Reproduce the stretch of the patch message on repeated include paths from "#include <map>" through "OK for trunk?", keeping every character as it appears.

* [Extract provided]:
━━━━━━━━━━
[RFA] diagnostic: avoid repeating include path

Message ID 20220113220836.3781146-1-jason@redhat.com
State New
Headers
Series [RFA] diagnostic: avoid repeating include path |

Commit Message

Jason Merrill Jan. 13, 2022, 10:08 p.m. UTC
  When a sequence of diagnostic messages bounces back and forth repeatedly
between two includes, as with

 #include <map>
 std::map<const char*, const char*> m ("123", "456");

The output is quite a bit longer than necessary because we dump the include
path each time it changes.  I'd think we could print the include path once
for each header file, and then expect that the user can look earlier in the
output if they're wondering.

Tested x86_64-pc-linux-gnu, OK for trunk?

gcc/ChangeLog:

	* diagnostic.c (includes_seen): New.
	(diagnostic_report_current_module): Use it.
---
 gcc/diagnostic.c | 12 +++++++++++-
 1 file changed, 11 insertions(+), 1 deletion(-)
━━━━━━━━━━
* [Input data]:

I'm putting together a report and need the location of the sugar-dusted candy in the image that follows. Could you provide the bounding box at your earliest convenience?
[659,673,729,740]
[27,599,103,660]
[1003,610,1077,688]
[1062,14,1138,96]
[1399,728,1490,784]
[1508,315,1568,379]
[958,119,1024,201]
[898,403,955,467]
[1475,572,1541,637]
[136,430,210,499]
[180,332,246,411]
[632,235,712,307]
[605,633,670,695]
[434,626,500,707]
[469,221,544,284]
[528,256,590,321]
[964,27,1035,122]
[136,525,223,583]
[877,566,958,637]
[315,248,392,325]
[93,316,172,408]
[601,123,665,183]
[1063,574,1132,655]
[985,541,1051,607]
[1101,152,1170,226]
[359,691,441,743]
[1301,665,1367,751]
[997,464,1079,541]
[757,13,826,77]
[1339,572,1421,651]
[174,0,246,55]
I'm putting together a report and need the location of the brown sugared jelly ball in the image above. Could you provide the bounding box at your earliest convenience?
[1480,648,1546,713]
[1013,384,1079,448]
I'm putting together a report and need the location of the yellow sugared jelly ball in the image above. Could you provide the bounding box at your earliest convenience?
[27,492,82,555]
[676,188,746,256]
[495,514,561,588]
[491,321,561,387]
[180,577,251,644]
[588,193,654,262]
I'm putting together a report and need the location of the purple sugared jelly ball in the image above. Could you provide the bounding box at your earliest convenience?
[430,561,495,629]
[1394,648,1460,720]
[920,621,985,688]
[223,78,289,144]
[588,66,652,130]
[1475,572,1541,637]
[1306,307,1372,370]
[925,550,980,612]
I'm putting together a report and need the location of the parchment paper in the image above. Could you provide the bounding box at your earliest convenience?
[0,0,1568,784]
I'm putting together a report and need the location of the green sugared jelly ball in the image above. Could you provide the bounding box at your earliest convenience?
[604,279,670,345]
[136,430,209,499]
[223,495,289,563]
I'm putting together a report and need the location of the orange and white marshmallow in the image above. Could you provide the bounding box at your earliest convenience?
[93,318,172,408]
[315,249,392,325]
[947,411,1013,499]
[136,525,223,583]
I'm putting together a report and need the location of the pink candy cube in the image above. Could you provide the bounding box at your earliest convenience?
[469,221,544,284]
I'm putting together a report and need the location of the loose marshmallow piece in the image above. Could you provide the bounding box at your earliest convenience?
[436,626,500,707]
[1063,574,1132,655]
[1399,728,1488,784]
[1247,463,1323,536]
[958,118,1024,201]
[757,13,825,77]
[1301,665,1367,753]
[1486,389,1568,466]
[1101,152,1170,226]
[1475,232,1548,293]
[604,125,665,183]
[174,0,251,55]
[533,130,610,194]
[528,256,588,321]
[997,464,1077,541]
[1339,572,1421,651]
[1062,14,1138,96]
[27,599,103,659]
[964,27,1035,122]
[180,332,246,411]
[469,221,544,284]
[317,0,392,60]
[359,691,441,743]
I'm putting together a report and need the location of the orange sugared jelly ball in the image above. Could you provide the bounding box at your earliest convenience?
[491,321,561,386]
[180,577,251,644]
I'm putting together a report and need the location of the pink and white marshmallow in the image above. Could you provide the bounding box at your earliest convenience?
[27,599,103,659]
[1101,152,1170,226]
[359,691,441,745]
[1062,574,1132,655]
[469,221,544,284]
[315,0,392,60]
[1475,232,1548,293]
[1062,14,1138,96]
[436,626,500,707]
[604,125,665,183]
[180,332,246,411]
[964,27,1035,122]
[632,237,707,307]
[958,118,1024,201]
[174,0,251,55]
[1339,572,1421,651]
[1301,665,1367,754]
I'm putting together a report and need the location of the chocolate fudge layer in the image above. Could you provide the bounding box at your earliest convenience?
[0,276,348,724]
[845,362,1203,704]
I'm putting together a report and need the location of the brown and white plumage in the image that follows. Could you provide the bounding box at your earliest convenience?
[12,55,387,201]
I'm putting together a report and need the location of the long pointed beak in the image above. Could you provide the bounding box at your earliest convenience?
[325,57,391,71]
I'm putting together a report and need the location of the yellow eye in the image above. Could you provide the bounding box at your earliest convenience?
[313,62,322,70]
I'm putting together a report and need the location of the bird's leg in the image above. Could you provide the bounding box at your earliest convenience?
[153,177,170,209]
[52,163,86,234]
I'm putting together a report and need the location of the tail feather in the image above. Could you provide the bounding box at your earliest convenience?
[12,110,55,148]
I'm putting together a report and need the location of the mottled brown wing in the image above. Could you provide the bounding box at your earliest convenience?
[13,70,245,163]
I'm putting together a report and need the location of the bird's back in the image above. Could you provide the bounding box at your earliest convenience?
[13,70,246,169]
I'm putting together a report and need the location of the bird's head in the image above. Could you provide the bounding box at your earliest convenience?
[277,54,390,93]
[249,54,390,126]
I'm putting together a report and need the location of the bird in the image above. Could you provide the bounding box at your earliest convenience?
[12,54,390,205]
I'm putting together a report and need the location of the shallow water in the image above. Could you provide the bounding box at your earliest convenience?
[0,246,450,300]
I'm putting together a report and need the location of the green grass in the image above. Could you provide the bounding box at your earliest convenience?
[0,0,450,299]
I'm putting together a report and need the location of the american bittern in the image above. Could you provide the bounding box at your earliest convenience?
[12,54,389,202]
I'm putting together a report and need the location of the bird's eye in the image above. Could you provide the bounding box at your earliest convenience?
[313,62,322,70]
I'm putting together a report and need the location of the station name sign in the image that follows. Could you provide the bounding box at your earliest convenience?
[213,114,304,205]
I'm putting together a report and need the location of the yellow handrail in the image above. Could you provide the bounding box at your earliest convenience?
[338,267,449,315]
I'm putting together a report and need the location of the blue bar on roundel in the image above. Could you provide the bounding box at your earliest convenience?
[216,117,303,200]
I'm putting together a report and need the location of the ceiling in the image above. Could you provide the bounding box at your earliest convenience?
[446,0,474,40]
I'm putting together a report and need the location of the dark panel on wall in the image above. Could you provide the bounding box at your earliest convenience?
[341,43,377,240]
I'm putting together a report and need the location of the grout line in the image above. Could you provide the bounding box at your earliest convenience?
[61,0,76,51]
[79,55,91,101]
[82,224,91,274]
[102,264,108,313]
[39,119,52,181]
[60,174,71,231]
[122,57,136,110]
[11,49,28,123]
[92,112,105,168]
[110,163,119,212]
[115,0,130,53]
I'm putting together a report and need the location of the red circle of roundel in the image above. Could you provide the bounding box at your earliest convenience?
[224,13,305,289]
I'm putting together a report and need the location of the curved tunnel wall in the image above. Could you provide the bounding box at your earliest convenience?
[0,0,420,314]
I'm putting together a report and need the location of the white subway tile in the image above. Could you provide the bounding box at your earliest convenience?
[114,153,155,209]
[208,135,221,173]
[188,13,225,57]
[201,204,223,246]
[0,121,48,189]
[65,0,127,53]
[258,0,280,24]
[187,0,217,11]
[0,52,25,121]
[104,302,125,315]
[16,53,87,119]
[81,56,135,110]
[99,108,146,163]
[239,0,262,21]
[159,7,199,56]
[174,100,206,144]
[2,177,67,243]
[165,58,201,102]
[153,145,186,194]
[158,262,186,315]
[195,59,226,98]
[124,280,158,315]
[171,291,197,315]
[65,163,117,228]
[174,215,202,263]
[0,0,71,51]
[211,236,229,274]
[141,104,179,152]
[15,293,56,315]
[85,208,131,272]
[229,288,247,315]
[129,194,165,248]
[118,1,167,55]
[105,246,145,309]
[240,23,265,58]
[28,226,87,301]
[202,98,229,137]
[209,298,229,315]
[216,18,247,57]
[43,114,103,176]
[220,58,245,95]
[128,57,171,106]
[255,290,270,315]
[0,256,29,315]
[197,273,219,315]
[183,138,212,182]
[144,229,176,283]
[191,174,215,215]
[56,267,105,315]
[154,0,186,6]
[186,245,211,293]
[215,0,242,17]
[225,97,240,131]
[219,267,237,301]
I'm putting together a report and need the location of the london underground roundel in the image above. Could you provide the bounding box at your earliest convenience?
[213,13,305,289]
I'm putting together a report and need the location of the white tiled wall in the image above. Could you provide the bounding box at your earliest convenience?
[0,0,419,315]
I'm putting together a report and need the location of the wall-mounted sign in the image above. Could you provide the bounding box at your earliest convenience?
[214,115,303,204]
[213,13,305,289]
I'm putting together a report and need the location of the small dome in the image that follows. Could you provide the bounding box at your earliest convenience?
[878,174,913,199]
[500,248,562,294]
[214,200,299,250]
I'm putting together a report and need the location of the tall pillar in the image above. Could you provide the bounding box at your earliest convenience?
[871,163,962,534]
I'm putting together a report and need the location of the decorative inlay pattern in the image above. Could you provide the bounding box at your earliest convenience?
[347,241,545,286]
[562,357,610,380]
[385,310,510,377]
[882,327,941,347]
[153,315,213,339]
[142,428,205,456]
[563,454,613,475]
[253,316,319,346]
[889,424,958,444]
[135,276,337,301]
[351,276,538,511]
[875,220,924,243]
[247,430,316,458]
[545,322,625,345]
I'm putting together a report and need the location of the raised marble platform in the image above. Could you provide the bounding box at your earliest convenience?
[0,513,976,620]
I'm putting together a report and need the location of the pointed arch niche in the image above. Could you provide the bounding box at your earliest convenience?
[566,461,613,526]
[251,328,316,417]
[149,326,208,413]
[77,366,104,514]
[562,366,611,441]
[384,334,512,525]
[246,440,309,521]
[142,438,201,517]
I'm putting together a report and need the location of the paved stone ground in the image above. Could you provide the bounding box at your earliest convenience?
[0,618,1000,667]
━━━━━━━━━━
* [Expected answer]:
#include <map>
 std::map<const char*, const char*> m ("123", "456");

The output is quite a bit longer than necessary because we dump the include
path each time it changes.  I'd think we could print the include path once
for each header file, and then expect that the user can look earlier in the
output if they're wondering.

Tested x86_64-pc-linux-gnu, OK for trunk?